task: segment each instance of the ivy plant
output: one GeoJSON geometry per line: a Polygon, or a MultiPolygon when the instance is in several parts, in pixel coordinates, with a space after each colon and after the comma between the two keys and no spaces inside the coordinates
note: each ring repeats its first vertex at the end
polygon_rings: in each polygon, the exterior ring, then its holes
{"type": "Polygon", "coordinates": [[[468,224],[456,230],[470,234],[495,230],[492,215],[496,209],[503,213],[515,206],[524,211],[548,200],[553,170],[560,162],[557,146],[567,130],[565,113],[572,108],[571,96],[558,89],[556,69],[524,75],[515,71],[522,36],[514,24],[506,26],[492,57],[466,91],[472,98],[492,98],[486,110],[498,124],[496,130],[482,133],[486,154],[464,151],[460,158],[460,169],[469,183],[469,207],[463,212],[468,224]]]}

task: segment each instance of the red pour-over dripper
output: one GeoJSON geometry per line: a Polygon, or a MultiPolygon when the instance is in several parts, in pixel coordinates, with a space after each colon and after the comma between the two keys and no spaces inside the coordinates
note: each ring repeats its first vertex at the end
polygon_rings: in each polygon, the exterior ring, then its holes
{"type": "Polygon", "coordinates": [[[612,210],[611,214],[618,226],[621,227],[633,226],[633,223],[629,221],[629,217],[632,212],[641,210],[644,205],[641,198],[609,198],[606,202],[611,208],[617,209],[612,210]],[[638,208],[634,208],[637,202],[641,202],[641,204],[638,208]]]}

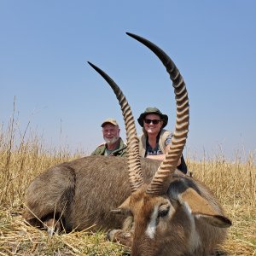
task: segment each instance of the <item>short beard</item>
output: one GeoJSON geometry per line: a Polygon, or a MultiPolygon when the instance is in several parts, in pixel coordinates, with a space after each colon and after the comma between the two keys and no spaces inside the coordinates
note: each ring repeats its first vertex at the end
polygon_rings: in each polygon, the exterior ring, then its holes
{"type": "Polygon", "coordinates": [[[103,138],[104,138],[104,141],[106,142],[107,144],[113,144],[114,143],[116,143],[119,139],[119,137],[118,136],[115,136],[111,139],[108,139],[106,137],[104,137],[103,138]]]}

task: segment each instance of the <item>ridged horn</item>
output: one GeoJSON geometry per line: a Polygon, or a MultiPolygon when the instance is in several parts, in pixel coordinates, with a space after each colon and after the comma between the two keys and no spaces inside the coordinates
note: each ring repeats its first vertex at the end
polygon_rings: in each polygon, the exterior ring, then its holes
{"type": "Polygon", "coordinates": [[[141,187],[144,183],[144,182],[139,157],[138,138],[137,136],[134,118],[131,113],[131,107],[122,90],[116,84],[116,83],[102,69],[93,65],[90,61],[88,61],[88,63],[108,82],[110,87],[113,89],[121,107],[127,137],[127,162],[129,183],[131,193],[133,193],[139,187],[141,187]]]}
{"type": "Polygon", "coordinates": [[[177,115],[172,145],[166,154],[166,160],[161,163],[147,189],[148,194],[163,195],[168,189],[171,176],[177,166],[186,143],[189,121],[188,92],[183,79],[176,65],[161,49],[142,37],[128,32],[127,35],[149,48],[158,56],[170,74],[174,88],[177,115]]]}

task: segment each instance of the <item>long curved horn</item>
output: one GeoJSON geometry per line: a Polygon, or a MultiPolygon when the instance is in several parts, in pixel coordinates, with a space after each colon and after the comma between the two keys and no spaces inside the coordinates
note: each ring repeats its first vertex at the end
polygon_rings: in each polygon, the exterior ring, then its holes
{"type": "Polygon", "coordinates": [[[158,56],[170,74],[174,88],[177,115],[172,145],[166,154],[166,160],[161,163],[147,189],[148,194],[162,195],[168,189],[171,176],[177,166],[186,143],[189,120],[188,92],[178,69],[161,49],[142,37],[128,32],[126,34],[149,48],[158,56]]]}
{"type": "Polygon", "coordinates": [[[113,89],[121,107],[127,137],[129,183],[131,193],[133,193],[139,187],[141,187],[144,183],[144,182],[139,157],[138,138],[136,132],[136,126],[131,107],[122,90],[114,83],[114,81],[102,69],[93,65],[90,61],[88,61],[88,63],[108,82],[110,87],[113,89]]]}

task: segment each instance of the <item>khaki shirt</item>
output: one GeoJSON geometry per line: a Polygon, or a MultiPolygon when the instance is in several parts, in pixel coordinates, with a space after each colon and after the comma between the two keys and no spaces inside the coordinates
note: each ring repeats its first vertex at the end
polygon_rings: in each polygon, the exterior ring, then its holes
{"type": "MultiPolygon", "coordinates": [[[[163,129],[160,134],[160,138],[159,138],[159,147],[165,154],[165,148],[166,148],[166,141],[167,137],[171,134],[171,131],[163,129]]],[[[145,157],[146,154],[146,142],[147,142],[147,137],[145,134],[143,134],[142,136],[139,137],[139,152],[140,152],[140,156],[141,157],[145,157]]]]}

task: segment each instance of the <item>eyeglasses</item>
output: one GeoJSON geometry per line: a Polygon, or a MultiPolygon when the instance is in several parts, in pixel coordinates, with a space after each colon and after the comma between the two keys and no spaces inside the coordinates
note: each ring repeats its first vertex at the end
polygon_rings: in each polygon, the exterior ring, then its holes
{"type": "Polygon", "coordinates": [[[151,119],[144,119],[144,122],[148,125],[149,124],[153,124],[153,125],[158,125],[161,120],[158,120],[158,119],[154,119],[154,120],[151,120],[151,119]]]}

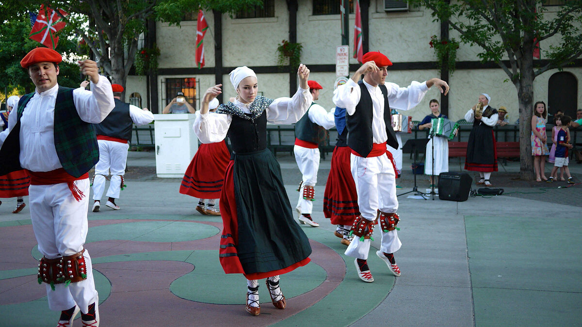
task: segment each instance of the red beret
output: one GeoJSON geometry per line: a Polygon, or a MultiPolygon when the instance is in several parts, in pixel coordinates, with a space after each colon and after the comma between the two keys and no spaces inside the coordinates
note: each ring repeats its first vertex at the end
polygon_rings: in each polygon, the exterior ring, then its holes
{"type": "Polygon", "coordinates": [[[366,52],[362,57],[362,63],[365,63],[368,61],[374,61],[376,66],[378,67],[384,67],[385,66],[392,66],[392,62],[390,61],[388,57],[378,52],[366,52]]]}
{"type": "Polygon", "coordinates": [[[22,58],[20,66],[23,68],[28,68],[29,66],[37,62],[54,62],[58,65],[61,61],[63,61],[63,57],[52,49],[35,48],[22,58]]]}
{"type": "Polygon", "coordinates": [[[307,81],[307,85],[309,86],[310,89],[321,90],[323,88],[323,87],[315,81],[307,81]]]}
{"type": "Polygon", "coordinates": [[[115,93],[121,93],[123,91],[123,87],[118,84],[112,84],[111,88],[112,88],[113,91],[115,93]]]}

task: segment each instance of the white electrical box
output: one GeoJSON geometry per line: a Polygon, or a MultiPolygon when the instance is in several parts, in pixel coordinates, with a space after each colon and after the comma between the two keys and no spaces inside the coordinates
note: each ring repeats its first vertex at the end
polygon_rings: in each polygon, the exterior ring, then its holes
{"type": "Polygon", "coordinates": [[[198,151],[193,113],[154,115],[155,172],[159,177],[182,178],[198,151]]]}

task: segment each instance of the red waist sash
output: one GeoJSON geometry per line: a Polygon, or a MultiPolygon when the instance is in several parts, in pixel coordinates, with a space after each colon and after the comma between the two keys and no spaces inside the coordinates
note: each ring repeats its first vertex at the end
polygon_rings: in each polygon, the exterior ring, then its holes
{"type": "Polygon", "coordinates": [[[307,142],[307,141],[303,141],[303,140],[299,140],[299,138],[295,138],[295,145],[299,145],[300,147],[303,147],[304,148],[307,148],[308,149],[317,149],[317,143],[312,143],[311,142],[307,142]]]}
{"type": "MultiPolygon", "coordinates": [[[[384,143],[373,143],[372,144],[372,151],[370,151],[370,154],[366,156],[366,158],[370,158],[372,157],[380,157],[381,155],[384,154],[387,151],[386,151],[386,142],[384,143]]],[[[352,150],[352,153],[354,155],[357,155],[358,157],[363,157],[359,153],[356,152],[354,150],[352,150]]],[[[390,153],[390,152],[388,152],[390,153]]]]}
{"type": "Polygon", "coordinates": [[[104,141],[113,141],[113,142],[125,143],[126,144],[127,144],[127,140],[124,140],[123,138],[119,138],[118,137],[112,137],[111,136],[105,136],[105,135],[97,134],[97,140],[103,140],[104,141]]]}
{"type": "MultiPolygon", "coordinates": [[[[357,155],[358,157],[362,157],[361,155],[358,152],[352,150],[352,153],[354,155],[357,155]]],[[[388,157],[390,159],[390,162],[392,163],[392,166],[394,167],[394,172],[396,173],[396,178],[398,178],[398,170],[396,169],[396,163],[394,161],[394,157],[392,157],[392,154],[390,153],[390,151],[386,150],[386,142],[384,143],[373,143],[372,144],[372,151],[370,151],[370,154],[366,158],[371,158],[373,157],[380,157],[381,155],[386,154],[386,156],[388,157]]]]}
{"type": "Polygon", "coordinates": [[[88,173],[76,177],[65,171],[63,168],[59,168],[50,172],[31,172],[29,170],[27,171],[30,175],[31,185],[52,185],[66,183],[76,200],[80,201],[85,196],[85,194],[74,184],[74,182],[89,178],[88,173]]]}

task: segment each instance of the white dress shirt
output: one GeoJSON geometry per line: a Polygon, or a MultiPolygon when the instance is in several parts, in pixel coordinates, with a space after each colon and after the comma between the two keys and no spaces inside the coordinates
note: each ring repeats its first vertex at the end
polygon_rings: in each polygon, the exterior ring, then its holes
{"type": "MultiPolygon", "coordinates": [[[[372,131],[374,143],[383,143],[388,139],[384,123],[384,97],[378,86],[374,87],[364,81],[368,89],[374,106],[372,131]]],[[[418,105],[428,91],[426,82],[413,81],[408,87],[400,87],[393,83],[384,84],[388,90],[388,102],[391,109],[409,110],[418,105]]],[[[356,112],[356,106],[361,96],[360,86],[351,79],[346,84],[338,87],[333,91],[333,101],[335,105],[346,108],[352,116],[356,112]]]]}
{"type": "Polygon", "coordinates": [[[146,125],[154,121],[154,114],[133,105],[129,105],[129,116],[136,125],[146,125]]]}
{"type": "Polygon", "coordinates": [[[325,129],[329,129],[335,126],[334,112],[335,112],[335,107],[333,107],[330,112],[328,112],[324,107],[317,104],[313,104],[311,106],[309,107],[307,116],[311,122],[315,123],[325,129]]]}
{"type": "MultiPolygon", "coordinates": [[[[483,112],[485,112],[485,109],[487,109],[489,105],[485,105],[483,107],[483,112]]],[[[487,117],[481,117],[481,122],[487,125],[488,126],[491,126],[492,127],[495,126],[497,124],[497,120],[499,120],[499,115],[497,113],[494,113],[491,115],[491,117],[487,118],[487,117]]],[[[475,121],[475,112],[473,111],[472,109],[470,109],[467,113],[465,113],[465,120],[467,120],[469,123],[472,123],[475,121]]]]}
{"type": "MultiPolygon", "coordinates": [[[[313,96],[308,88],[300,87],[292,98],[278,98],[266,109],[267,120],[277,125],[296,123],[309,109],[313,96]]],[[[239,100],[233,102],[246,113],[250,113],[251,104],[243,104],[239,100]]],[[[252,102],[251,102],[252,103],[252,102]]],[[[230,115],[208,112],[200,114],[194,122],[194,134],[203,143],[215,143],[224,140],[230,126],[230,115]]]]}
{"type": "MultiPolygon", "coordinates": [[[[20,166],[33,172],[48,172],[62,168],[55,147],[55,103],[57,84],[50,90],[34,95],[27,104],[20,118],[20,166]]],[[[100,76],[97,84],[91,83],[93,91],[81,88],[73,90],[73,100],[79,117],[84,122],[101,122],[115,106],[111,83],[100,76]]],[[[9,133],[16,124],[17,109],[8,116],[9,133]]],[[[6,136],[0,137],[3,143],[6,136]]],[[[0,144],[1,145],[1,144],[0,144]]]]}

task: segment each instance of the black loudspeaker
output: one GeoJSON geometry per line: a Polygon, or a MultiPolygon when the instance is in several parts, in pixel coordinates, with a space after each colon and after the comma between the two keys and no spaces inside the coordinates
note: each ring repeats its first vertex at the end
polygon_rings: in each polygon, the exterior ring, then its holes
{"type": "Polygon", "coordinates": [[[438,179],[438,198],[449,201],[467,201],[473,179],[466,173],[441,173],[438,179]]]}

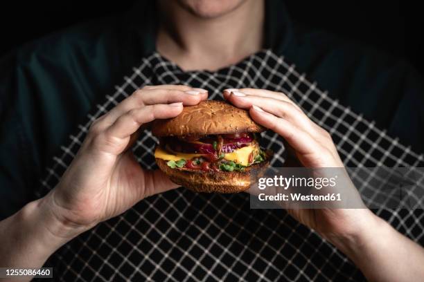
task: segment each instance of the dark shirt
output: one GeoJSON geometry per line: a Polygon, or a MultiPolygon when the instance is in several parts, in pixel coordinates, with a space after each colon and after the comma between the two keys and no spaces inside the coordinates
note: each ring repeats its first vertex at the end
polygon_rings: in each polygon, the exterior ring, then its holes
{"type": "MultiPolygon", "coordinates": [[[[306,28],[266,2],[264,48],[283,55],[328,95],[424,151],[424,86],[407,62],[306,28]]],[[[80,24],[0,61],[0,219],[32,200],[52,156],[96,102],[155,50],[155,8],[80,24]]]]}

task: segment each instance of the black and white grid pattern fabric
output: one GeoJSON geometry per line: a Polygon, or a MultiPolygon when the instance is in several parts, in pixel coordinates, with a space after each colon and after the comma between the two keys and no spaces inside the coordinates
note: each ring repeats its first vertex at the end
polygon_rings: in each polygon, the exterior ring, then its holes
{"type": "MultiPolygon", "coordinates": [[[[155,53],[125,77],[61,147],[38,196],[59,181],[93,120],[144,85],[183,84],[208,89],[214,100],[222,99],[222,91],[229,88],[284,92],[330,132],[347,166],[423,167],[422,156],[329,97],[271,50],[215,73],[183,72],[155,53]]],[[[146,132],[134,147],[145,168],[154,167],[156,142],[146,132]]],[[[267,131],[263,142],[275,153],[273,167],[281,167],[281,138],[267,131]]],[[[424,243],[423,210],[376,212],[402,233],[424,243]]],[[[61,248],[48,264],[55,267],[56,279],[72,281],[364,279],[344,255],[283,210],[250,209],[245,193],[200,194],[184,188],[145,199],[98,225],[61,248]]]]}

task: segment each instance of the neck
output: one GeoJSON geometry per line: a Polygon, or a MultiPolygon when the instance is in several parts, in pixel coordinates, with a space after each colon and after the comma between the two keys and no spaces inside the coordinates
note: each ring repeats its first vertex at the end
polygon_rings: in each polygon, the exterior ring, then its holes
{"type": "Polygon", "coordinates": [[[215,18],[193,15],[176,2],[160,2],[157,47],[182,69],[215,70],[262,48],[263,0],[245,0],[215,18]]]}

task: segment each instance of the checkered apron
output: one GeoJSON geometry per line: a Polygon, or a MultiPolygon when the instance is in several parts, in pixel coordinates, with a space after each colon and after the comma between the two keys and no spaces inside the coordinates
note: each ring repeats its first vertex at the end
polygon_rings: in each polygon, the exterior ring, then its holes
{"type": "MultiPolygon", "coordinates": [[[[133,68],[123,83],[78,126],[47,169],[38,196],[53,188],[78,150],[93,120],[144,85],[188,84],[222,100],[229,88],[286,93],[328,130],[346,166],[423,167],[423,156],[348,107],[328,97],[285,58],[264,50],[216,72],[184,72],[157,53],[133,68]]],[[[155,168],[157,140],[142,135],[133,150],[145,168],[155,168]]],[[[267,131],[263,146],[281,167],[281,138],[267,131]]],[[[375,211],[423,244],[422,209],[375,211]]],[[[143,200],[59,250],[47,263],[63,281],[363,281],[353,263],[284,210],[251,209],[249,196],[195,194],[184,188],[143,200]]]]}

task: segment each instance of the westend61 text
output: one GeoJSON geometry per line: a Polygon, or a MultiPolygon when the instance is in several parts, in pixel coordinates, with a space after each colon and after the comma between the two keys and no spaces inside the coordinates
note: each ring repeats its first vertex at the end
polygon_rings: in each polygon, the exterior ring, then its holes
{"type": "Polygon", "coordinates": [[[306,178],[306,177],[284,177],[274,176],[273,178],[260,178],[258,182],[258,188],[263,190],[266,187],[280,187],[285,190],[289,187],[310,187],[320,189],[328,187],[334,187],[336,185],[337,176],[332,178],[306,178]]]}

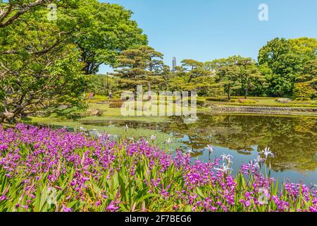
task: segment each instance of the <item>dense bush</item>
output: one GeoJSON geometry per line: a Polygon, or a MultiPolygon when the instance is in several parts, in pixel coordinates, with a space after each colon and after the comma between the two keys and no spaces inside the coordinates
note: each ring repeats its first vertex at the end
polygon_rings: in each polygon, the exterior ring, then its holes
{"type": "Polygon", "coordinates": [[[295,100],[296,101],[305,101],[305,100],[311,100],[311,99],[309,97],[298,97],[296,98],[295,100]]]}
{"type": "Polygon", "coordinates": [[[123,101],[113,101],[109,103],[109,107],[111,108],[120,108],[123,105],[123,101]]]}

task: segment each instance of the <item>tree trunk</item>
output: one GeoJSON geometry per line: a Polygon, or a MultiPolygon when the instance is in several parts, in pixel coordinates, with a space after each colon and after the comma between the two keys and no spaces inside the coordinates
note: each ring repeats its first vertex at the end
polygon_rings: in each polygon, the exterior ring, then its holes
{"type": "Polygon", "coordinates": [[[249,77],[247,77],[247,86],[245,88],[245,93],[244,93],[244,99],[247,99],[247,97],[248,97],[249,87],[250,87],[250,82],[249,81],[249,77]]]}

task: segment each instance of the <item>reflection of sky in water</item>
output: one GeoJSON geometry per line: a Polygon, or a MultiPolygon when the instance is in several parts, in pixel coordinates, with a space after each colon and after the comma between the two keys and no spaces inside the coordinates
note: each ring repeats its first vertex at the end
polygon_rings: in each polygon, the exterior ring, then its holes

* GOAL OF THE EXERCISE
Turn the lines of the listing, from the one containing "task: segment each instance of the <item>reflection" through the end, into a Markdown table with the columns Row and Line. Number each row and leave out blank lines.

* COMPLETE OUTPUT
| Row | Line |
|---|---|
| 1 | task: segment each instance of the <item>reflection of sky in water</item> |
| 2 | output: one GeoJSON geometry per line: a Polygon, or a MultiPolygon when the instance is in several parts, in pixel coordinates, with a space after each colon and after the comma between the two keys and no spaces inside the coordinates |
| 3 | note: each ring repeats its first vertex at the end |
| 4 | polygon_rings: in each polygon, the exterior ring, then its holes |